» Data to examine
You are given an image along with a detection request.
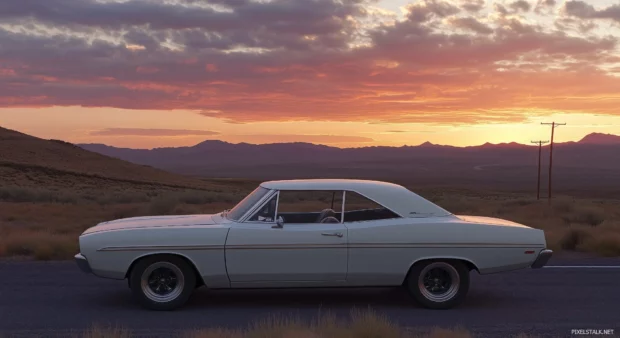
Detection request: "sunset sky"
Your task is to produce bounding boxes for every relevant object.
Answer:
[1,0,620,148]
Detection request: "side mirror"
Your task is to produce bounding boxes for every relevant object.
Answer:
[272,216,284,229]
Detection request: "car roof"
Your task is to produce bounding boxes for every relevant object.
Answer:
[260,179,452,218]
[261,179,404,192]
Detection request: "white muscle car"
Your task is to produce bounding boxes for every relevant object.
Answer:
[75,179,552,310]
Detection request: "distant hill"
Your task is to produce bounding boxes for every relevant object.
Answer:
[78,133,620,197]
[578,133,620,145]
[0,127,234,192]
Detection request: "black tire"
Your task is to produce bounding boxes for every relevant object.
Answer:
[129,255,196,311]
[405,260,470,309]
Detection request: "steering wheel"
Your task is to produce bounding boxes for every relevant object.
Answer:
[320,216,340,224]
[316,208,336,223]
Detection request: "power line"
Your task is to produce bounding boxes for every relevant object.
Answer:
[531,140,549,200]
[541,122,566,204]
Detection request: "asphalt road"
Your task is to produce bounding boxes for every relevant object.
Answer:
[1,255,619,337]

--

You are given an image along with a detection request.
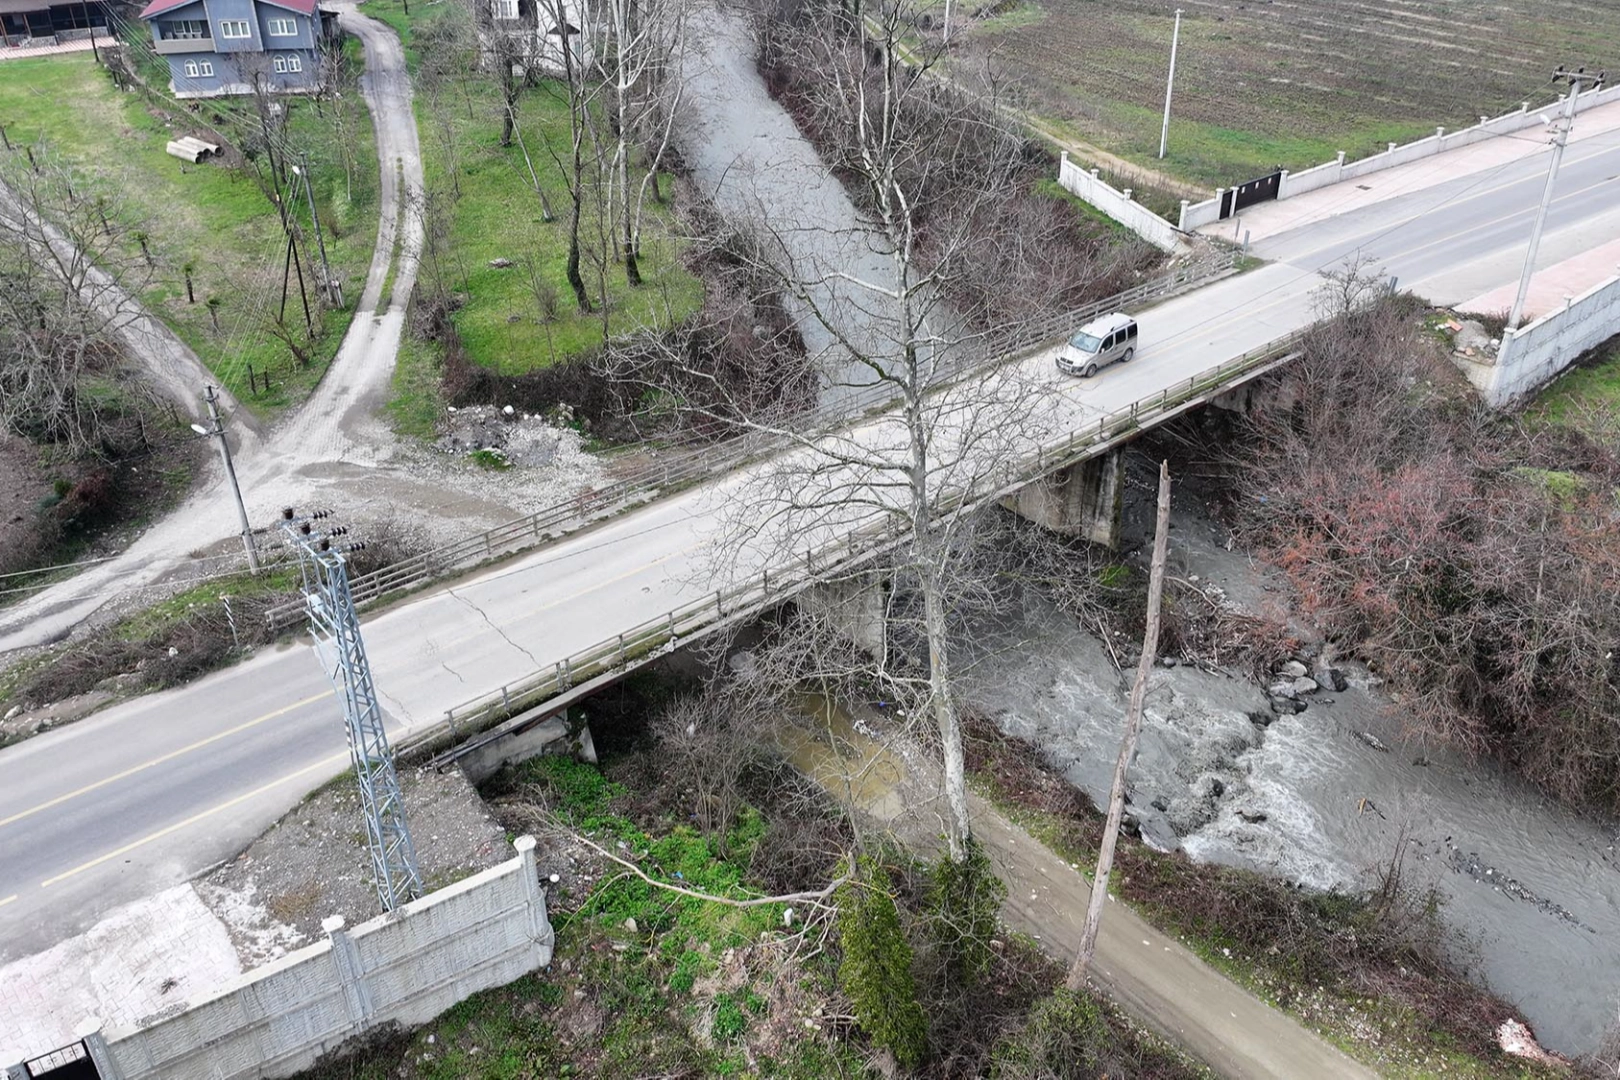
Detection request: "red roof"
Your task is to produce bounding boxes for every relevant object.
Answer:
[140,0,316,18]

...

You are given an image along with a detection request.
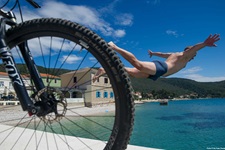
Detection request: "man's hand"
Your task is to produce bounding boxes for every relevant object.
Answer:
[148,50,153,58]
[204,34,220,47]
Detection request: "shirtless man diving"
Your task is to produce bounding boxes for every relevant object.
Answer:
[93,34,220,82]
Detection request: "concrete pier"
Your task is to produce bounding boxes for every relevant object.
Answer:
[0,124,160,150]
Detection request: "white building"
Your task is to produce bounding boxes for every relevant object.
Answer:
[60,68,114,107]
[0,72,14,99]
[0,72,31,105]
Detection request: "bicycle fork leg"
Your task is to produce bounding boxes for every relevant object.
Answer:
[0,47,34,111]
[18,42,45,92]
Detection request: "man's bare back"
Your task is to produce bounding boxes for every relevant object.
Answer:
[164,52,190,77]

» Work item
Look through the records and gather every line containing "white".

» Answer to the exercise
Detection request: "white muscle car"
Detection request: "white building"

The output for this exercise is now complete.